Records from a dataset:
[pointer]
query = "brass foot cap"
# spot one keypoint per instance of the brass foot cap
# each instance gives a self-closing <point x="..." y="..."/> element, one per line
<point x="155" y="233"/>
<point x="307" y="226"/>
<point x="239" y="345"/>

▶ **What needs to be done**: Can you write out every line of the records above again, requests included, with each x and y coordinate in the answers moved up by 38?

▶ **Solution to the problem**:
[pointer]
query = "brass foot cap"
# spot one keypoint per instance of the brass foot cap
# each instance gives a self-closing <point x="..." y="..."/> element, one per line
<point x="193" y="271"/>
<point x="345" y="264"/>
<point x="277" y="383"/>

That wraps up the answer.